_WHAT THE TASK ASKS_
The finished copy must match the records exactly, except that it contains no pictures.

PROVIDED RECORDS START

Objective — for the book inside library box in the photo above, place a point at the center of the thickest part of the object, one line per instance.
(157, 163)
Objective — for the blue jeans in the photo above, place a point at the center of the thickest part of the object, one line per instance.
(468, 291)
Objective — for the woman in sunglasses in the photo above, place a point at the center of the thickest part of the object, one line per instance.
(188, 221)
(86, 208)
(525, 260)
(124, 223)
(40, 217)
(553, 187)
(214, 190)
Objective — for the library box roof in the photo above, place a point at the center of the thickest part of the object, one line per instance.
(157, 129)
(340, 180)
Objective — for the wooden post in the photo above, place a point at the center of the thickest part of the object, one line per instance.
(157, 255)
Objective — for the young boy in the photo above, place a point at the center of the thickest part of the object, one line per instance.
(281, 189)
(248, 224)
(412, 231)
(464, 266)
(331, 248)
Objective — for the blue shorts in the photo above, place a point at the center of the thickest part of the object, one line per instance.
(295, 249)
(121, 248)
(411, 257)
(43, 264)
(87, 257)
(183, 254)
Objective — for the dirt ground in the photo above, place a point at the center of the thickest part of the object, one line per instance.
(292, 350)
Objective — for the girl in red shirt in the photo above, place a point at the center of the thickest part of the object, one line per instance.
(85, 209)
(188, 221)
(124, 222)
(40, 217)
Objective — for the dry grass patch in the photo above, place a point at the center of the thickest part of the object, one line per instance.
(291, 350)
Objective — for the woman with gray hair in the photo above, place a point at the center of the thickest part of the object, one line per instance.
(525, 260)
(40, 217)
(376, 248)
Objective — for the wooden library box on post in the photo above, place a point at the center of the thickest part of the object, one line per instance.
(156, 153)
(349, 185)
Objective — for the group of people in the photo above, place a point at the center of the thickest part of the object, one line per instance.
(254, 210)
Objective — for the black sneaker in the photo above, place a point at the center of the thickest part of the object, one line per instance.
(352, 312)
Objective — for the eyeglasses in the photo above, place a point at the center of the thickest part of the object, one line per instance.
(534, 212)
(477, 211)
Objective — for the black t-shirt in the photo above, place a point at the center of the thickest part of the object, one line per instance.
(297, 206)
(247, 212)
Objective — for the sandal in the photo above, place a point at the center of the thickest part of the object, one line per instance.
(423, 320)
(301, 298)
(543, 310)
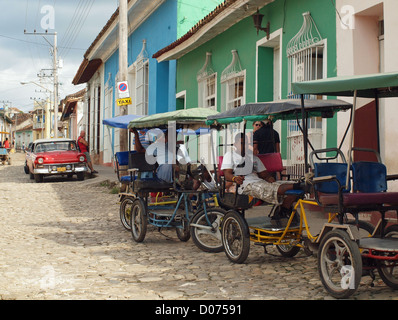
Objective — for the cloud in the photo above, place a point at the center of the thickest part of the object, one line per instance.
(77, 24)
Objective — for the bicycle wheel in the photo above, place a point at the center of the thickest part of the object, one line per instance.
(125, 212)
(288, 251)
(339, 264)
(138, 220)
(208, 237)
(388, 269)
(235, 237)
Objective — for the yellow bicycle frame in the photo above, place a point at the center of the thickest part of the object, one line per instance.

PROVIDED RECORDS END

_EXERCISE RESPONSE_
Objective — for the book inside library box in the photo above, place a point at the center of the thickest part of the object, one line per instance.
(157, 163)
Objective — for the blue jeans in the photo above, place a point at the center of the thickest part of the object, one line per instance.
(468, 291)
Objective — for the woman in sunglasses in the photo above, place a point at the center of the thickest part of the object, one line per instance.
(188, 221)
(86, 208)
(525, 260)
(124, 223)
(40, 217)
(553, 187)
(214, 190)
Objective — for the library box roof in the photo above, place a point at the center of the thickest part of the object, one line per instance.
(157, 129)
(340, 180)
Objective — for the wooden post in the photo above, place a point at the center of the thickest part of the object, one line per instance.
(157, 255)
Objective — for the young boy in the photo above, place a point at the center of the thickest part of the object, one line per instance.
(281, 189)
(248, 224)
(412, 231)
(464, 266)
(331, 248)
Objective — for the blue shorts in the photo above, place a point at the center of the thickest part of the object, one line per instance.
(295, 249)
(121, 248)
(411, 257)
(43, 264)
(87, 257)
(183, 254)
Objective — for the dirt ground in the photo above, place a point at the center of the thickest part of the object, one line per instance.
(292, 350)
Objective — for the girl in red shirt in the photo above, place a point at the center of the thickest part of the object, one line per instance.
(85, 209)
(188, 221)
(124, 222)
(40, 217)
Objective — for the dry grass patch in the photo above, place a point at the center of the thickest part of the object, one line per instance.
(291, 350)
Objective — for the woman with gray hair in the photo above, place a point at the center of the thickest part of the object, one line per instance.
(525, 260)
(40, 217)
(376, 248)
Objective — for the wooden library box on post in the photo above, place a point at the center of the thickest part of the object, one line per instance.
(156, 153)
(349, 185)
Objective — for the group of people in the photo above, place a point at the center of the thickest part of the object, one line per instance.
(254, 210)
Objective — for the black sneaker in the photo above, place a point at the center of the thickest part of the object, one line per instance.
(352, 312)
Objective — for the eyeglasses in the photo above, place a point at the center of the thickest part of the object, one line per instance.
(534, 212)
(477, 211)
Objective — for the black t-shirt in the photo above, place a point at the center of the thickest part of the object, one line per instance.
(297, 206)
(247, 212)
Objective — for the sandal in the photo above, place a point at the center of the thickest part of the object, one line per instance.
(423, 320)
(301, 298)
(543, 310)
Objective — for the cloud in the photo above, place a point at the center of the thickest part of the object, one line per instance.
(77, 24)
Objective — for the bicycle wheel in the photo above, place a point at the center of the thickest part of the object, one line per instance.
(125, 212)
(288, 251)
(339, 264)
(138, 220)
(208, 237)
(388, 269)
(235, 237)
Objective — for the yellow bicycle frame in the photo above, place a point at the center of the thickest part of the object, one line per instance.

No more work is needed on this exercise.